--- Fragmento del documento ---

Sin embargo, no todo resulta así de sencillo. La propia situación de Estado de Alarma implica que el ciudadano sí tiene el deber de soportar determinadas limitaciones y hasta perjuicios, tanto los afectantes a sus personas, como a sus bienes o derechos y, por lo tanto, se hace preciso penetrar en un delicado proceso de discernimiento que nos permita distinguir cuáles son aquellas decisiones que los ciudadanos “deben” soportar” y cuáles exceden de dicho deber. La dificultad se acrecienta si se constata que muchos de los derechos y libertades que pueden verse limitados y/o suprimidos forman parte de la categoría de derechos fundamentales y las libertades públicas, es decir unos y otras con una relevancia constitucional de máxima protección.

A riesgo de ser aventurados, proponemos que el criterio delimitador ha de pasar por la aplicación del principio del mínimo perjuicio anclado en la prohibición del abuso de derecho con sede legal en el artículo 7.2 del Código Civil y trasunto especial en el artículo 3.2 de la LO 4/1981, de 1 de junio, de los estados de alarma, excepción y sitio, que obliga también al poder público a no excederse de los límites de su poder, aun en el supuesto de estado de alarma. Entendemos que buena parte de las reclamaciones que van a producirse en las próximas semanas, se van a referir a los abusos de poder que han podido perpetrarse tanto por los gobernantes como por sus agentes en actuaciones concretas, muchas de ellas motivadas por la grave indefinición en que se expresa el artículo 7.1 g) h) del Real Decreto 463/2020, por el que se declaró el estado de alarma, al aludir a las causas por las que un ciudadano puede desplazarse o salir de su domicilio, indefinición impropia de una norma restrictiva de esta naturaleza, en la que lo no expresamente prohibido está permitido.

--- Datos de origen ---

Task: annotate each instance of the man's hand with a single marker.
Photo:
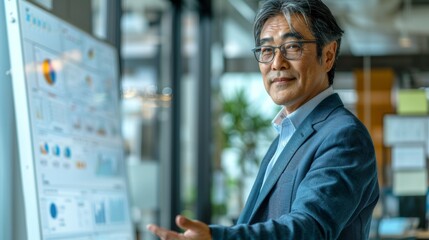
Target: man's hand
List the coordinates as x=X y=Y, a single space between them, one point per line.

--- Preguntas por responder ---
[a] Enumera todos los artículos de normas legales que se citan en el texto sobre el estado de alarma.
[b] Cita literalmente el tramo del texto sobre el estado de alarma que va desde "Sin embargo, no" hasta "de máxima protección.".
[c] Escribe la continuación del texto sobre el estado de alarma a partir de su última oración.

--- Resultados por tarea ---
[a]
- Artículo 7.2 del Código Civil
- Artículo 3.2 de la LO 4/1981, de 1 de junio, de los estados de alarma, excepción y sitio
- Artículo 7.1 g) h) del Real Decreto 463/2020

[b]
Sin embargo, no todo resulta así de sencillo. La propia situación de Estado de Alarma implica que el ciudadano sí tiene el deber de soportar determinadas limitaciones y hasta perjuicios, tanto los afectantes a sus personas, como a sus bienes o derechos y, por lo tanto, se hace preciso penetrar en un delicado proceso de discernimiento que nos permita distinguir cuáles son aquellas decisiones que los ciudadanos “deben” soportar” y cuáles exceden de dicho deber. La dificultad se acrecienta si se constata que muchos de los derechos y libertades que pueden verse limitados y/o suprimidos forman parte de la categoría de derechos fundamentales y las libertades públicas, es decir unos y otras con una relevancia constitucional de máxima protección.

[c]
Sin embargo, no es solo a este tipo de responsabilidad institucional a la que se refieren las plataformas aludidas anteriormente, sino también a la responsabilidad penal, que afectaría a sujetos concretos por su actuación al frente del poder público. En este caso, apuntan a delitos de prevaricación fundados en la toma de decisiones injustas con consecuencias funestas. Se achaca al gobierno no haber adoptado medidas a tiempo, a sabiendas de la peligrosidad que el coronavirus, ya presente en la sociedad española, traía consigo. En este sentido parece evidente para estas plataformas que los mandatarios conocían, o estaban en condiciones de conocer, que la no suspensión de los fastos del 8 de marzo y sus consiguientes macromanifestaciones ocasionarían muchos más contagios y fallecimientos que los que se hubieran producido de haberse actuado tempranamente, sin convocar a las multitudes a la calle; a pesar de ello se denuncia que los responsables políticos dieron prelación a sus intereses partidarios posponiendo la protección de la salud pública. En honor a la verdad no solo habría que culpar a aquellos fastos, sino también a las multitudinarias concentraciones en estadios y en plazas de toros y hasta a la cienmilenaria concentración de personas en Perpiñán convocada por parte de algún dirigente en fuga, por lo que, de forma particular, dicho acto hubiera podido afectar a la población catalana. Pero insistimos en que tanto las reclamaciones contencioso-administrativas como las de otra naturaleza, podrán resultar plausibles si se plantean con seriedad y dirección experta, huyendo de planteamientos espectaculares o puramente mediáticos y atendiendo a las razones jurídicas que con mucha probabilidad podrán avalarlas.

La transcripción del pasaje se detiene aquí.